[Data listing]
--

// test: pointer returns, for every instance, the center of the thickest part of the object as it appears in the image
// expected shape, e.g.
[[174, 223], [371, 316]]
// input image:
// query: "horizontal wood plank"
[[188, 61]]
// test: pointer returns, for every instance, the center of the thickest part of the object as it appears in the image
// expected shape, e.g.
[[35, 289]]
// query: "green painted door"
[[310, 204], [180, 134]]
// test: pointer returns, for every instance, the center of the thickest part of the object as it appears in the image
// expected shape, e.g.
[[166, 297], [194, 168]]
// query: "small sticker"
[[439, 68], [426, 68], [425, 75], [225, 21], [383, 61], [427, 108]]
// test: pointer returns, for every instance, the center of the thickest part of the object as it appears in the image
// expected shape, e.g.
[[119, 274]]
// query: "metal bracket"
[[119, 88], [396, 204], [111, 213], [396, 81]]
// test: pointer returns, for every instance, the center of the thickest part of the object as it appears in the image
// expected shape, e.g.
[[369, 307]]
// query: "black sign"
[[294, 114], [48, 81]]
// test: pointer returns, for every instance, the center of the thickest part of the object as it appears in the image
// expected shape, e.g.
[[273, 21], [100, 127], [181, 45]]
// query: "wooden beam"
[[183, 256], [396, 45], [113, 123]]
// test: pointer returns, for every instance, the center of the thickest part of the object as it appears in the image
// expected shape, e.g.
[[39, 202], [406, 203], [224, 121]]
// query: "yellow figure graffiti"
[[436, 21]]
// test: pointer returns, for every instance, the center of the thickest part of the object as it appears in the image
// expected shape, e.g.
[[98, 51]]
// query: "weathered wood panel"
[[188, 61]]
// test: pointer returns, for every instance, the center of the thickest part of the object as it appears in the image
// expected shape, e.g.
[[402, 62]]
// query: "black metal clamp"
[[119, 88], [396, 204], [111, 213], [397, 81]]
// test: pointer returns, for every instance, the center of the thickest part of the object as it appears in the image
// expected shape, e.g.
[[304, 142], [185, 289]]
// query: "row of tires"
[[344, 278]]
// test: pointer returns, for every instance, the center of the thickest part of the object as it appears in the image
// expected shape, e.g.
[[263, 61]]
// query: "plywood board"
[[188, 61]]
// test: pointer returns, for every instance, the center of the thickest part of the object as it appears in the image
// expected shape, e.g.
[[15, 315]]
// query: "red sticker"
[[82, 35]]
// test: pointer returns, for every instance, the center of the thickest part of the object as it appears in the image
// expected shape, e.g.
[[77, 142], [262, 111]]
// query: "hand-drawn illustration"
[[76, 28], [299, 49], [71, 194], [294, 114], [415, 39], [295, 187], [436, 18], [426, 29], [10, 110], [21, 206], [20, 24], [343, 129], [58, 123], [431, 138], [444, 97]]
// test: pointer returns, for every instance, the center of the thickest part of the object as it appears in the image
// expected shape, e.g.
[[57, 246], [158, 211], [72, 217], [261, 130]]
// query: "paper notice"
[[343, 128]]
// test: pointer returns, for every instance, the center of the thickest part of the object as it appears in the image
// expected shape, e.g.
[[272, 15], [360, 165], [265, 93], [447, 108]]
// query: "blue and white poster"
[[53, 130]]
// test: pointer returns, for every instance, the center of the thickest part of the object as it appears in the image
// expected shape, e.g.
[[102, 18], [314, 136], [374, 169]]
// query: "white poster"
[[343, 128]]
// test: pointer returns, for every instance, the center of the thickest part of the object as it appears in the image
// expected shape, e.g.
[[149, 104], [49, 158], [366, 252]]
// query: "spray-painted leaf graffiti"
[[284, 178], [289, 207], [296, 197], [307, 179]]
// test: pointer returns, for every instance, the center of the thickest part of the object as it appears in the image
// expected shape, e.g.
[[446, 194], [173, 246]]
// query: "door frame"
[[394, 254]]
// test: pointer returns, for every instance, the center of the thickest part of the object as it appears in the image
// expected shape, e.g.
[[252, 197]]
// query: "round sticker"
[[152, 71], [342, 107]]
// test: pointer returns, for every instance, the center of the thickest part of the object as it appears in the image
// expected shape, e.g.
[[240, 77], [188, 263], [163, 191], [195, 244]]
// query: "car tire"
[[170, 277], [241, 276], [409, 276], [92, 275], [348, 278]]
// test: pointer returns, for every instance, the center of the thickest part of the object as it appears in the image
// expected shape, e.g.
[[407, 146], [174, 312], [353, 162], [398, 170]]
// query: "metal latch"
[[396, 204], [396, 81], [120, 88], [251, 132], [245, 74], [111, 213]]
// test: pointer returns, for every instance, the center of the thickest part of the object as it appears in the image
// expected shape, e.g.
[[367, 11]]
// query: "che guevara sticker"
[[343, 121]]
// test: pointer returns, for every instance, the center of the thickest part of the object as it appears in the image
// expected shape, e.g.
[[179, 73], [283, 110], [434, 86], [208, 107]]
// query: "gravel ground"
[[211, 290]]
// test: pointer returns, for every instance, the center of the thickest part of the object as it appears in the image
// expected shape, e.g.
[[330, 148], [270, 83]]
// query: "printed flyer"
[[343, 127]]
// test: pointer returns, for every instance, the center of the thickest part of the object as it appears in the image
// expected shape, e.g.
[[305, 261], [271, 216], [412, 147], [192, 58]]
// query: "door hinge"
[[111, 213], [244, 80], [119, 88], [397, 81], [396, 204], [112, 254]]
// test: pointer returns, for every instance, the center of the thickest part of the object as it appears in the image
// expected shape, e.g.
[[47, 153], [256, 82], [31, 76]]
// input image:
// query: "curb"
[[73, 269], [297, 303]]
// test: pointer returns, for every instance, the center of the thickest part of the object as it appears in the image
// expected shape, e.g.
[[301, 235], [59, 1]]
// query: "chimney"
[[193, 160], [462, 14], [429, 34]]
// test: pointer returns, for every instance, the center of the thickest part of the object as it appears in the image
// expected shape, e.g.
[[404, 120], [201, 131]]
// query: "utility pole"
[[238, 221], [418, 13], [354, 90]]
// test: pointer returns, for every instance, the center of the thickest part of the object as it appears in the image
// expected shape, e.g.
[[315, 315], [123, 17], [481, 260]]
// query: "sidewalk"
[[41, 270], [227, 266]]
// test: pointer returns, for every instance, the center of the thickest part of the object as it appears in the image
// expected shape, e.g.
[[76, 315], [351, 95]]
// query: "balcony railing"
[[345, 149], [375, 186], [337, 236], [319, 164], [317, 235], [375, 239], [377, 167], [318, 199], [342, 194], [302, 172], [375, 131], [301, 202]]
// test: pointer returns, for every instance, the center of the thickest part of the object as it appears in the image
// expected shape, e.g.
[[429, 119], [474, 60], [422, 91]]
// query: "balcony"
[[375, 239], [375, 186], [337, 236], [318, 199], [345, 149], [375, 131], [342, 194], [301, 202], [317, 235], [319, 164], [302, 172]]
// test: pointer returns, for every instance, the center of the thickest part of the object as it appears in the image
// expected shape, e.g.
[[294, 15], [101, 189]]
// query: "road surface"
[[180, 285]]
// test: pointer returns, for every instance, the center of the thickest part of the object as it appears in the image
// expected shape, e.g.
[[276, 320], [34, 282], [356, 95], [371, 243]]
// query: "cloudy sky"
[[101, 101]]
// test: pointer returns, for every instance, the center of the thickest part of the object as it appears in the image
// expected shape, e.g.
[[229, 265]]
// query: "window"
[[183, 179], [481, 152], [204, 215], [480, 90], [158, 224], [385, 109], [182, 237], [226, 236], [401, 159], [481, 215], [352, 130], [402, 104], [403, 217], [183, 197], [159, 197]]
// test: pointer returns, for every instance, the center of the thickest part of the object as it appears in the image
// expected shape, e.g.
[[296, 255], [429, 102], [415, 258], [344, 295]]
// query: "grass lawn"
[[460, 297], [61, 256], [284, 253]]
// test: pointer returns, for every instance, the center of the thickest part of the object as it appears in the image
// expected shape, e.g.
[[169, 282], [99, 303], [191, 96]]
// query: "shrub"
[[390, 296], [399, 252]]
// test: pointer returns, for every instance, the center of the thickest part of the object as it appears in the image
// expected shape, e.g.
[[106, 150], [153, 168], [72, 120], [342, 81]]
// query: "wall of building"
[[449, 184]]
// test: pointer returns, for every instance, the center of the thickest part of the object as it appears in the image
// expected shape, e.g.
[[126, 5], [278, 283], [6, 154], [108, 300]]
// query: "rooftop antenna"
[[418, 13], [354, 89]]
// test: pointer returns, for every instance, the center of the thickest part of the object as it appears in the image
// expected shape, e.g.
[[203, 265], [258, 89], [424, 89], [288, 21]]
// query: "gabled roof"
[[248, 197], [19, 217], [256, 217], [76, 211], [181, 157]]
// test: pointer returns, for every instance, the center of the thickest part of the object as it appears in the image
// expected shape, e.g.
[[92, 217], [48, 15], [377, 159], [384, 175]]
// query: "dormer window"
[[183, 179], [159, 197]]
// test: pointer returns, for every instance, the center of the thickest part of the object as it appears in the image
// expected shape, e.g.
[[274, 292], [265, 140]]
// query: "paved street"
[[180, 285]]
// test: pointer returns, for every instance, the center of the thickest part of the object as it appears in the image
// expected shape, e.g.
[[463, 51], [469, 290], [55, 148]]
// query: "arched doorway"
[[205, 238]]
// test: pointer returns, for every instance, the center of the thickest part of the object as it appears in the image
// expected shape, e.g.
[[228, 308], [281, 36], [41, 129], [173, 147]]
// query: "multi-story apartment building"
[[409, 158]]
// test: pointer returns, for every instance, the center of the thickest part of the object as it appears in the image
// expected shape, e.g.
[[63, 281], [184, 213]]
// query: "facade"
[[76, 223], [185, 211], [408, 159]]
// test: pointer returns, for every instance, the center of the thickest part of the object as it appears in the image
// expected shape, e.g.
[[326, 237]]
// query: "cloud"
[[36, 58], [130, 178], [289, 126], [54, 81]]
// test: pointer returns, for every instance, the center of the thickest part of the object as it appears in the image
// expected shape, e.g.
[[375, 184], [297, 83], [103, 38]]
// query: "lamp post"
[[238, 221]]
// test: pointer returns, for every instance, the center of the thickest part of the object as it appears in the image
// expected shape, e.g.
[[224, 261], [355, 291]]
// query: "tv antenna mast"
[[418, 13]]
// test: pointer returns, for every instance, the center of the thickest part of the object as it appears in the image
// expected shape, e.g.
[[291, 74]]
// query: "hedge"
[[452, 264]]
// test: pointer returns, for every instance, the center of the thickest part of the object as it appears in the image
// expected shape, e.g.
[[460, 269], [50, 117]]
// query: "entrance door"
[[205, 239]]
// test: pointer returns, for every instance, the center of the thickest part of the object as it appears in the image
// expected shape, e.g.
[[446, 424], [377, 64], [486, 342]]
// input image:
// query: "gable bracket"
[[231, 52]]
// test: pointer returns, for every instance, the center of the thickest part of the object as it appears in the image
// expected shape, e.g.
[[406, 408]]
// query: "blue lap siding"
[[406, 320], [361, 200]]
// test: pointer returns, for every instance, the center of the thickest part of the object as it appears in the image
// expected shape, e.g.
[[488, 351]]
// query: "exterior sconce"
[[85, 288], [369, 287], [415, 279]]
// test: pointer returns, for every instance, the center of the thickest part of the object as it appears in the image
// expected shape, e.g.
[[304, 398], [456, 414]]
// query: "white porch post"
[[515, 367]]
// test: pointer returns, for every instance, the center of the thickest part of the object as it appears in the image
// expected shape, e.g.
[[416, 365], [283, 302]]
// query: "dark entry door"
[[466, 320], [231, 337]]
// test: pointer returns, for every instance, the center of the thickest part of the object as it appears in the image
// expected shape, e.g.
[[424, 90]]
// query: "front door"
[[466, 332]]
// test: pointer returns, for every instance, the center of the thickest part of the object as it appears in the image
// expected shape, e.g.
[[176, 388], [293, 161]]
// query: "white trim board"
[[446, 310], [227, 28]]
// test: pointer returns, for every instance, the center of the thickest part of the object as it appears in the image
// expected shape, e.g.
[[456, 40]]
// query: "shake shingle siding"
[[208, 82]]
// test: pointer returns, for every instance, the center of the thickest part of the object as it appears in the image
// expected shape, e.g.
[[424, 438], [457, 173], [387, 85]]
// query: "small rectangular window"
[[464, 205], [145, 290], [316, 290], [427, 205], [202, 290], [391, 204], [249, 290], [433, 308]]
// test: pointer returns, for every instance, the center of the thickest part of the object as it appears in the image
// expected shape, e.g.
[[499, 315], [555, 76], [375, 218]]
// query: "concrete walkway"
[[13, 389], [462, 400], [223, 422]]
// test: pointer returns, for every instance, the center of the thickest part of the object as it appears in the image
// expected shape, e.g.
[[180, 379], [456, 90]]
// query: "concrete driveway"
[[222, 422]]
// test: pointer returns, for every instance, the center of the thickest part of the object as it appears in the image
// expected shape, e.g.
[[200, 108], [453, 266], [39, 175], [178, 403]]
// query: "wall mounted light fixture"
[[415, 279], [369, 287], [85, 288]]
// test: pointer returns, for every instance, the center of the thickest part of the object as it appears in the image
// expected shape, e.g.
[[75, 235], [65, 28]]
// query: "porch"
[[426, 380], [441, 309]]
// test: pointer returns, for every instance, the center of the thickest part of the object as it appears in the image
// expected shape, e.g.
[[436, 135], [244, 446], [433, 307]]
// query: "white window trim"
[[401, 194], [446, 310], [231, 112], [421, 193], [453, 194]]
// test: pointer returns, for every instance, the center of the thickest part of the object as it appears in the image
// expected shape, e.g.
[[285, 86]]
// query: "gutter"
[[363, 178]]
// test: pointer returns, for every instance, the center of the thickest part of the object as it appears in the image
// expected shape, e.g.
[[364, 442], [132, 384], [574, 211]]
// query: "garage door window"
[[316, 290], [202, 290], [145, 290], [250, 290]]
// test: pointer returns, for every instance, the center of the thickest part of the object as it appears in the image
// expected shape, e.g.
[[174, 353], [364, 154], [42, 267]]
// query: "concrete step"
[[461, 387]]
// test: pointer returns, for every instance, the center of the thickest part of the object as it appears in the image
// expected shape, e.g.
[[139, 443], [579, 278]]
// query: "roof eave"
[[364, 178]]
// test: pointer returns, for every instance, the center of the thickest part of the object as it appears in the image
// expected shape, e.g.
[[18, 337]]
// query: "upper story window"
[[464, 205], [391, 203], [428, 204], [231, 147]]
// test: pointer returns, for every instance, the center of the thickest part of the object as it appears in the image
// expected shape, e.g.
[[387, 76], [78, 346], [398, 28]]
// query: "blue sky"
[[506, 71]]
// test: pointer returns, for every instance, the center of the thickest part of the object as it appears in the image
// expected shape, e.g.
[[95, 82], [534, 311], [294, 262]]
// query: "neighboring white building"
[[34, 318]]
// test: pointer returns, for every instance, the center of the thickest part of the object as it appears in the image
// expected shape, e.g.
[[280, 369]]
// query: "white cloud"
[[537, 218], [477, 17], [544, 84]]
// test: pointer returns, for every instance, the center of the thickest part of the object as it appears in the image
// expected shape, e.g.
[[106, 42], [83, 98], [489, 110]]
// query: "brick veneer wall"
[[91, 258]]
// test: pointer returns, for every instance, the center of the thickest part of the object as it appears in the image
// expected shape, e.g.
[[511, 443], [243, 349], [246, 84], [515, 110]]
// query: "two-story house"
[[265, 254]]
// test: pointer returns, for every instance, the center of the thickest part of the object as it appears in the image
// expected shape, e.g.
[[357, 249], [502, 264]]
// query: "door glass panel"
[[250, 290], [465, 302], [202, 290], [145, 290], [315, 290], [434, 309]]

--

== What you are asked to do ==
Extract each line above that contains the string "board", and output those lines in their original order.

== Response below ==
// query: "plywood board"
// query: "white trim board"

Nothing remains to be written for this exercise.